_What is needed_. Can you write out every line again, beginning at the one that has "Phrase -- navy sweatshirt" and continuing through the last of the rows below, and add 89 to each number in the pin coordinates?

— Begin The input —

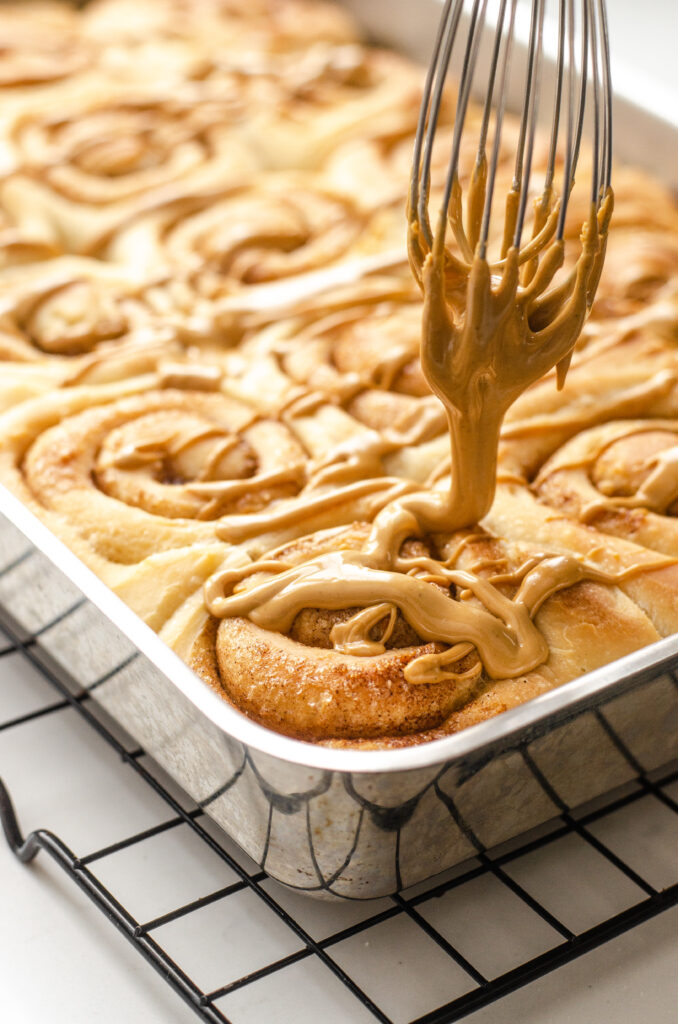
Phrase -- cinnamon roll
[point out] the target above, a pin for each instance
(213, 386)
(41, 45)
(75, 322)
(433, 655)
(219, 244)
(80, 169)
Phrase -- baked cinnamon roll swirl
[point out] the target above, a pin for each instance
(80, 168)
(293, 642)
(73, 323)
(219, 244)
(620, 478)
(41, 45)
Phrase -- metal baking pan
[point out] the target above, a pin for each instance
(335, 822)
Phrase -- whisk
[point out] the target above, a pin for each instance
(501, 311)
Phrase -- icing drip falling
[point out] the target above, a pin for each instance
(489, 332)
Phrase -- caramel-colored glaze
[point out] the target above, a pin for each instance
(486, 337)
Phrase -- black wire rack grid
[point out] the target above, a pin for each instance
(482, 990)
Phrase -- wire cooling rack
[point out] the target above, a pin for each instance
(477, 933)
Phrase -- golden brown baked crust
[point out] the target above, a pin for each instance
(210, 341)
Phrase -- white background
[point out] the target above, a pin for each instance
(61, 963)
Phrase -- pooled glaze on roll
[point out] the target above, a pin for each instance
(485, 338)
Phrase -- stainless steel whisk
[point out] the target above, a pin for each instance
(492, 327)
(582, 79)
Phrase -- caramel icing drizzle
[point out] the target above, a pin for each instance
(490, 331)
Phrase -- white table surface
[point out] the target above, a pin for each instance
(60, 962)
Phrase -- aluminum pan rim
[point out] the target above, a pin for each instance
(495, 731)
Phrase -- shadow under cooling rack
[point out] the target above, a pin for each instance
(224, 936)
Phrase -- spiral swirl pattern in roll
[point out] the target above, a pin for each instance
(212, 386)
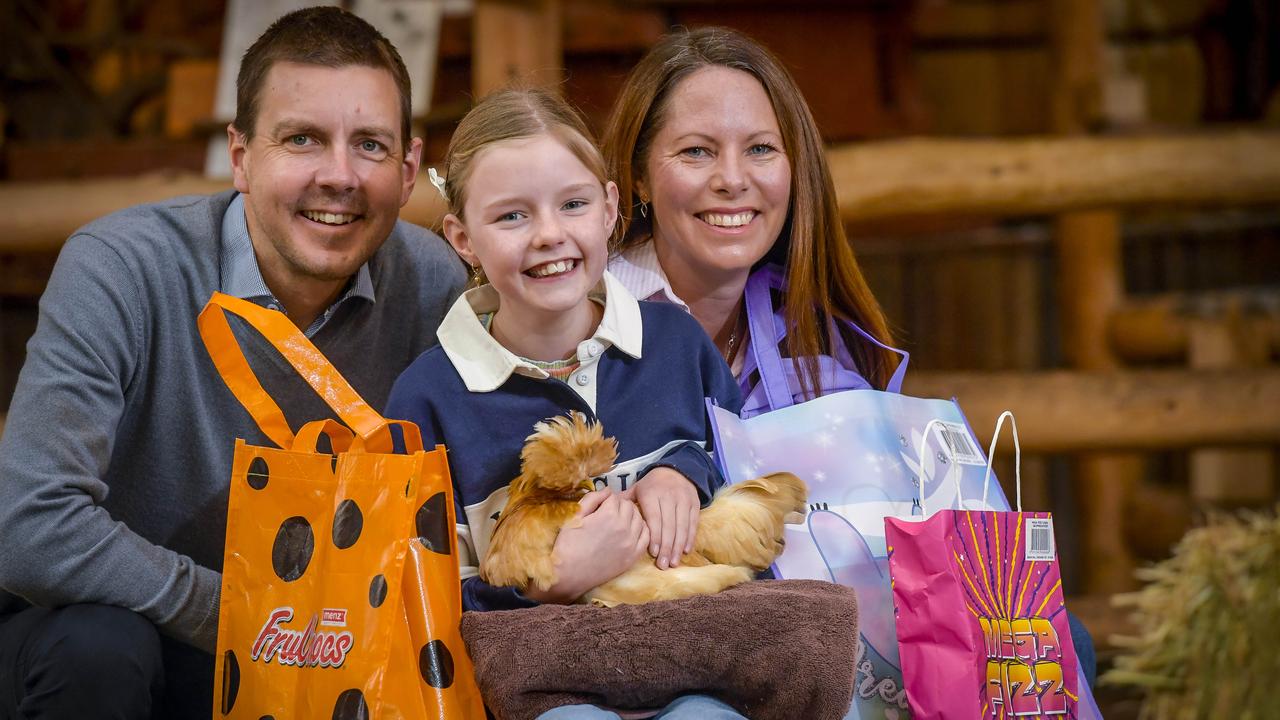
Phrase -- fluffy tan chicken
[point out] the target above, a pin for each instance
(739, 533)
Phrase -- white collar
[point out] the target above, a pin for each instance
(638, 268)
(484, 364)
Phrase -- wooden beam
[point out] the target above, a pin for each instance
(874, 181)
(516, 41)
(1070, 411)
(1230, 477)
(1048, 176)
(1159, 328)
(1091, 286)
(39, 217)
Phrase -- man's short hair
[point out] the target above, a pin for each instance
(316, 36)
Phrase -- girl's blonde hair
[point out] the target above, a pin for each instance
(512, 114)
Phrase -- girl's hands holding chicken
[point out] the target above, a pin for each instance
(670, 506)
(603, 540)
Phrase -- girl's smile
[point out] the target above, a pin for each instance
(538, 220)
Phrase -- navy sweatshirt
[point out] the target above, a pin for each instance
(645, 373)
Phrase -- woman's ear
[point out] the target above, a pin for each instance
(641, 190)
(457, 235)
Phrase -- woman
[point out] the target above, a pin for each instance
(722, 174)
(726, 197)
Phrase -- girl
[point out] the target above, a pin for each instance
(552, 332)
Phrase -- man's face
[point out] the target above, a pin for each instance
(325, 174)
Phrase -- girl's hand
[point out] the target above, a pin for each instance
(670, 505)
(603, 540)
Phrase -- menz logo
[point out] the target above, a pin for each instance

— End The input —

_Finished task_.
Phrase -- navy sweatshirt
[point out] the target above, a pin for each instance
(734, 462)
Phrase -- woman's ear
[point out] the target above, a pin for each instance
(730, 279)
(546, 324)
Phrase -- woman
[point out] the target above, a pin for each instance
(811, 263)
(815, 286)
Phrase -- girl
[point out] the target above, a pin for each instance
(641, 421)
Phrase -- man's face
[point out] the target above, a pin for each instance
(414, 263)
Phrase -- girl's hand
[point out] the target above, a pin for each instance
(759, 594)
(692, 629)
Phrase -- menz logo
[point out] the target above, a pin for each instance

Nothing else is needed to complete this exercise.